▸ **Given request**: Return the data below line for line, with no changes.

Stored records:
>> begin

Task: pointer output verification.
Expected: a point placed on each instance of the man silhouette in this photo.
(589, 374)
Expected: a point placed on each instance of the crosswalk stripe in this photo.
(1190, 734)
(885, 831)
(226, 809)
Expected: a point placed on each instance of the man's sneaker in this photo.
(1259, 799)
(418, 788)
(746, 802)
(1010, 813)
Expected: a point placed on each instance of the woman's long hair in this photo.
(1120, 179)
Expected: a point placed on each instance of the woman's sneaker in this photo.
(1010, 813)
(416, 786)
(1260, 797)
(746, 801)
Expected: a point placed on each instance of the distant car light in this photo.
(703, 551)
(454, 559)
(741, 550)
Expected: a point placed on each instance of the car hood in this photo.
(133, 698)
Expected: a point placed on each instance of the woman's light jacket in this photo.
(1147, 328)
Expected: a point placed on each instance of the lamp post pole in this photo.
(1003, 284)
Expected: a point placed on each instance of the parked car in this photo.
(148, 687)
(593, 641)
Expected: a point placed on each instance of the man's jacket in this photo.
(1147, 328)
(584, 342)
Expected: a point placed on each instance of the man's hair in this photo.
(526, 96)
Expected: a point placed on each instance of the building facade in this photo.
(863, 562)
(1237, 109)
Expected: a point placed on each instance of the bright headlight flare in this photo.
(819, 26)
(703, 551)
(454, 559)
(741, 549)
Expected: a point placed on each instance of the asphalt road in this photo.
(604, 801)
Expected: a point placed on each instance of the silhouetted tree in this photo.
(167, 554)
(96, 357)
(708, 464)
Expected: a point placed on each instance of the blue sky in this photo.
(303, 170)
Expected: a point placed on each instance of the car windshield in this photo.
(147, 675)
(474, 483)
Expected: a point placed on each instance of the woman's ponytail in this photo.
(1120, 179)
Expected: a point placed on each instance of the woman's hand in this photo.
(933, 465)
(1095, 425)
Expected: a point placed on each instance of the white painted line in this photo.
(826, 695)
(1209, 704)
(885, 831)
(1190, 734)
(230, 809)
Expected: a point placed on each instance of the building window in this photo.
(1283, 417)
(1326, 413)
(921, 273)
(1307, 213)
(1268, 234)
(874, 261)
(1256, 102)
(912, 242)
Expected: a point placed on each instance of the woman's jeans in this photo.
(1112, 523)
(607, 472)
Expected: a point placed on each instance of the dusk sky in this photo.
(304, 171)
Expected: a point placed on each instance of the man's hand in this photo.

>> end

▸ **Task result**:
Task: pointer output verification.
Expected: a point placed on each instance of the man silhouette in this photo.
(589, 374)
Expected: a point placed on each instance of the crosswalk stripe in this photo.
(1190, 734)
(885, 831)
(226, 809)
Expected: a point placed on each instance of the man's sneaker in this photo.
(1259, 799)
(418, 788)
(746, 802)
(1010, 813)
Expected: a point placed on each instance of the woman's long hair in this photo.
(1120, 179)
Expected: a point placed on each instance of the woman's sneaker in this photo.
(1010, 813)
(416, 786)
(1260, 797)
(746, 801)
Expected: a point placed on each instance of the distant car light in this photo.
(703, 551)
(454, 559)
(741, 550)
Expected: a point placed on each instance of the car hood in this photo.
(133, 698)
Expected: a point placed on each instance of the woman's light jacket in this photo.
(1147, 328)
Expected: a point placed on each instance of the lamp post pole in this photo.
(1003, 284)
Expected: a point placed on each instance of the parked car in this photo.
(148, 687)
(593, 641)
Expected: a point placed on each instance of the man's jacket in this photo.
(1147, 328)
(584, 342)
Expected: a point placed on each instance of the man's hair in this photo.
(526, 96)
Expected: a point placed on each instance of the building facade in this photo.
(863, 562)
(1237, 109)
Expected: a point placed on each instance of the bright headlight flare in this photo.
(819, 26)
(703, 551)
(454, 559)
(741, 549)
Expected: a point placed on each instance of the asphalt road in this photo.
(604, 801)
Expected: a point placed on each instance of the silhouetted tree in this photo.
(167, 554)
(96, 357)
(708, 464)
Expected: a point placed on each instance of the blue sky in this photo.
(303, 170)
Expected: a point placed on each instance of the car windshield in this photo.
(147, 675)
(474, 483)
Expected: a point placed on each instance of the woman's ponytail in this photo.
(1120, 179)
Expected: a point placed on each instance of the woman's hand in this photo.
(933, 465)
(1095, 425)
Expected: a point placed on each instance of the white painted line in this photo.
(826, 695)
(1209, 704)
(885, 831)
(1190, 734)
(230, 809)
Expected: a point placed on each instance of the building window in this photo.
(1283, 417)
(1326, 413)
(921, 273)
(1307, 213)
(1268, 234)
(874, 261)
(1256, 102)
(912, 242)
Expected: a point placed on each instance of the woman's jeans in this photo.
(1112, 523)
(607, 472)
Expected: a point placed on each instance of the dusk sky in this photo.
(304, 171)
Expected: a point placed on each instance of the man's hand in this photo.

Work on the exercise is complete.